##### 本文
白人と東洋人の下眼瞼牽引筋の類似性について

今回は、久しぶりに眼瞼下垂に関する話題です。

今回ご紹介する論文は、柿崎裕彦先生が執筆し、2009年5月に発表されたものです。

これまで、下眼瞼牽引筋の正確な解剖学的分析について、様々な見解が示されてきました。過去の研究において、東洋人の下眼瞼牽引筋がハッキリとした二つの層からなることは、すでに確認されています。この二つの層を同定できたことにより、東洋人の眼瞼の手術をする際の標的となる部位を、高い精度で定められるようになりました。また、手術部位の周辺構造の崩壊を減少させるという効果をもたらします。

実際、この考え方に基づいて改良された手術があります。下眼瞼内反、逆眼瞼下垂や下眼瞼後退に対して施行され、良い治療成績を得ています。

一方で、白人と東洋人の眼瞼の解剖学的構造には、解剖学的多様性があることは、広く認識されています。下眼瞼牽引筋は二層からなるという概念と、それを応用して改良された手術が白人にも適用できるかどうかはわかりませんでした。

そこで、この研究では、下眼瞼の微視的な解剖学的構造、とりわけ、白人の下眼瞼牽引筋は、一層からなるのか、二層からなるのかについて、7体の検体を用いて調査されました。

結果は、白人の下眼瞼牽引筋も明瞭な二重層から成るというものでした。
東洋人の眼瞼の手術のために改良された手術手技は、白人にも応用できるということです。

著者は、この研究の組織学的所見に加えて、更に、白人におけるこれらの発見の巨視的、解剖学的検証が必要であるとしているものの、ここで又一つ、日本人研究者による研究が、医療の時間の針を一つ進めることに貢献したことは、間違いないでしょう。


引用文献:Ophthalmology. 2009 Jul;116(7):1402-4. Epub 2009 May 8.
Lower eyelid retractors in Caucasians.
##########
##### 保存データ
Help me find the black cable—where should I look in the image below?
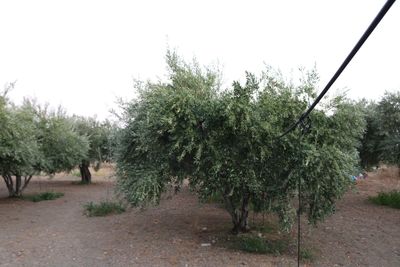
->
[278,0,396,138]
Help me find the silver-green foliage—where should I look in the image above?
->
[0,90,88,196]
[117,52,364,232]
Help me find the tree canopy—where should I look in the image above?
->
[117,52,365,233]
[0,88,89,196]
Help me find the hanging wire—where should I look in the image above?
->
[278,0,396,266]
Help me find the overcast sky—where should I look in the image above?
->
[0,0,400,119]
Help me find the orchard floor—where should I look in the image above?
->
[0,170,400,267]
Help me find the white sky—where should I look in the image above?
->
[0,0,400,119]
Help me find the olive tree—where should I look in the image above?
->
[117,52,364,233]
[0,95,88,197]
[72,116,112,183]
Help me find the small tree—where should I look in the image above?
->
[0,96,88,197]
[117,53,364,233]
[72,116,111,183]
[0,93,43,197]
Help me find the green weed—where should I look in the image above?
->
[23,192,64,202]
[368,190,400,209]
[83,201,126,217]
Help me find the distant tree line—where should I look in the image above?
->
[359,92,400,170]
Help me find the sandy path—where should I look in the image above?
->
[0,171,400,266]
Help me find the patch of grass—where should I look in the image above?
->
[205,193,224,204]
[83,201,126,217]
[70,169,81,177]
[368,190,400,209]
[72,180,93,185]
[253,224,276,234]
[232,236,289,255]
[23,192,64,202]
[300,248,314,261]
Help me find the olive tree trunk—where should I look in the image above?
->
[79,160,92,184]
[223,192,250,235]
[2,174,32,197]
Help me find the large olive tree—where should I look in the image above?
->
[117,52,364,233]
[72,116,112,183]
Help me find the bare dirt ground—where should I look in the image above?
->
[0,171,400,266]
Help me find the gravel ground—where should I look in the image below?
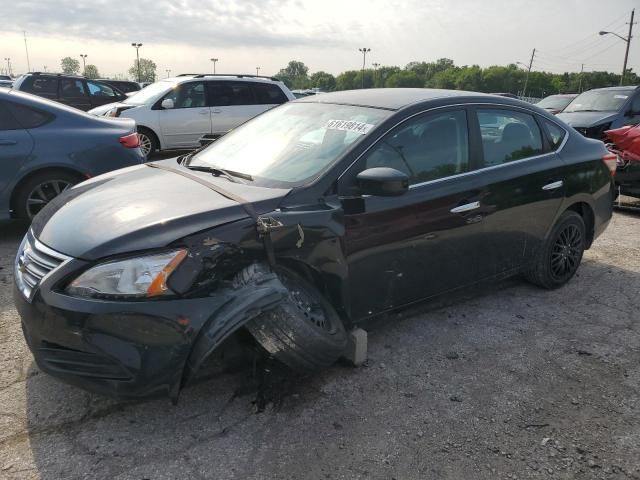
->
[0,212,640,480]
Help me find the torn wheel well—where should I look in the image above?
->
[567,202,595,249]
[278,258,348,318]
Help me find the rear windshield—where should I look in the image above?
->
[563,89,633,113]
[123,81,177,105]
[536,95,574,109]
##########
##### 保存データ
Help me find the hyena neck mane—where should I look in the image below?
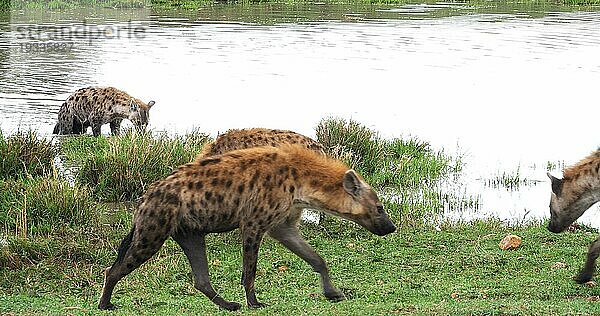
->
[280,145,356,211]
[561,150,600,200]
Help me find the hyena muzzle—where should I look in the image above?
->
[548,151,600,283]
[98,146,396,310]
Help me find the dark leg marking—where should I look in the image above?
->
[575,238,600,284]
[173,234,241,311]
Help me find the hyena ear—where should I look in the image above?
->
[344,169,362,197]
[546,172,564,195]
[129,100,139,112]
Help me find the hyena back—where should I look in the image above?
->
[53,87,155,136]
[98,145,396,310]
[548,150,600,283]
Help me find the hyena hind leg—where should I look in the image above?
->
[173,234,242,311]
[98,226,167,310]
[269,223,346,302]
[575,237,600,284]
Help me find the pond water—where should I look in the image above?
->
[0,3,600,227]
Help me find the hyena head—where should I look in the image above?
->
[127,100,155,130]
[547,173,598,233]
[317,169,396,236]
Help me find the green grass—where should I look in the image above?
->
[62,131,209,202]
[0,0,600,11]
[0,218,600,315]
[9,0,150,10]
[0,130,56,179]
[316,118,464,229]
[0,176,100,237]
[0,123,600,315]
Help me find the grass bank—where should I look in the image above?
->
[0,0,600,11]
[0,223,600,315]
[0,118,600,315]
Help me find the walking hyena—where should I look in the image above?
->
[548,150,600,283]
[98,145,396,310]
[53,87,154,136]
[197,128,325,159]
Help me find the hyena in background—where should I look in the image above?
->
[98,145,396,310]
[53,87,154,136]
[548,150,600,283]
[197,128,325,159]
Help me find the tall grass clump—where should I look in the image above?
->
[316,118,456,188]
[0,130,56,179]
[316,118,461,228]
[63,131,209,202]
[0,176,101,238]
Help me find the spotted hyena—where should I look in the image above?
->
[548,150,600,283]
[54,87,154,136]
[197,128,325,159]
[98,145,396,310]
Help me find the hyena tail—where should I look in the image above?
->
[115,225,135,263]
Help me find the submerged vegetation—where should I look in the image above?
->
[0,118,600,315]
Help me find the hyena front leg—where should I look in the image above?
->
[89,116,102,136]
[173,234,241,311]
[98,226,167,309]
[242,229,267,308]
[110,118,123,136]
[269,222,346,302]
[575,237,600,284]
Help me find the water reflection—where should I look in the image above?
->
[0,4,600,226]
##########
##### 保存データ
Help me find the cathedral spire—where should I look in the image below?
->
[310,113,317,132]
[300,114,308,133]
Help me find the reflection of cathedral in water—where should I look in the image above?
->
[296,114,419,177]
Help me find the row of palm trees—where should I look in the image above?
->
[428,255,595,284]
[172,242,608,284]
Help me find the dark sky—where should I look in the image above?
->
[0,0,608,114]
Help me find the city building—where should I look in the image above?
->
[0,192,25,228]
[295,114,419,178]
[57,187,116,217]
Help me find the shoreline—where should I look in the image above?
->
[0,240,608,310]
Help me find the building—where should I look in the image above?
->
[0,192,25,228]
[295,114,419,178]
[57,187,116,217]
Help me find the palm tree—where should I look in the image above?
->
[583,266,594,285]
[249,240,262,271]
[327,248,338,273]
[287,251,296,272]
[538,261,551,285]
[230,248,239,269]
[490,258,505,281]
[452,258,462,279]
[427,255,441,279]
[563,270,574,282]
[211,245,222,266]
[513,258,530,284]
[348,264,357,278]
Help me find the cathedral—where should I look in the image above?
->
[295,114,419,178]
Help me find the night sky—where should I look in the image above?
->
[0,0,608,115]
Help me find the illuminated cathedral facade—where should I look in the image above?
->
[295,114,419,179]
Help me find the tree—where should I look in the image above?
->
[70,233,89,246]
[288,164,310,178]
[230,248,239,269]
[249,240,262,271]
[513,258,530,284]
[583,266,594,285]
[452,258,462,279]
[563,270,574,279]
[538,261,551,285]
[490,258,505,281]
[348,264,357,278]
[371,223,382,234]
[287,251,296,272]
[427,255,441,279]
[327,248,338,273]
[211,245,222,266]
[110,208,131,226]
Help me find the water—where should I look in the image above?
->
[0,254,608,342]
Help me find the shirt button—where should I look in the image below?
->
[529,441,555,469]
##########
* 練習問題 *
• 1. 本文から、「東洋人の眼瞼の手術のために改」で始まり「2009 May 8.」まで続く部分を、一字も変えずに書き写しなさい。
• 2. 本文を読み、次の問いに答えなさい。
(a) 紹介されている論文は何年何月に発表されたか。
(b) この研究では何体の検体が用いられたか。
(c) 改良された手術は、どのような状態に対して施行されたか。
答えは本文に書かれている内容だけに基づくこと。

* 解答一覧 *
• 1.
東洋人の眼瞼の手術のために改良された手術手技は、白人にも応用できるということです。

著者は、この研究の組織学的所見に加えて、更に、白人におけるこれらの発見の巨視的、解剖学的検証が必要であるとしているものの、ここで又一つ、日本人研究者による研究が、医療の時間の針を一つ進めることに貢献したことは、間違いないでしょう。


引用文献:Ophthalmology. 2009 Jul;116(7):1402-4. Epub 2009 May 8.

• 2.
(a) 論文は2009年5月に発表された。
(b) 7体の検体が用いられた。
(c) 下眼瞼内反、逆眼瞼下垂、下眼瞼後退に対して施行された。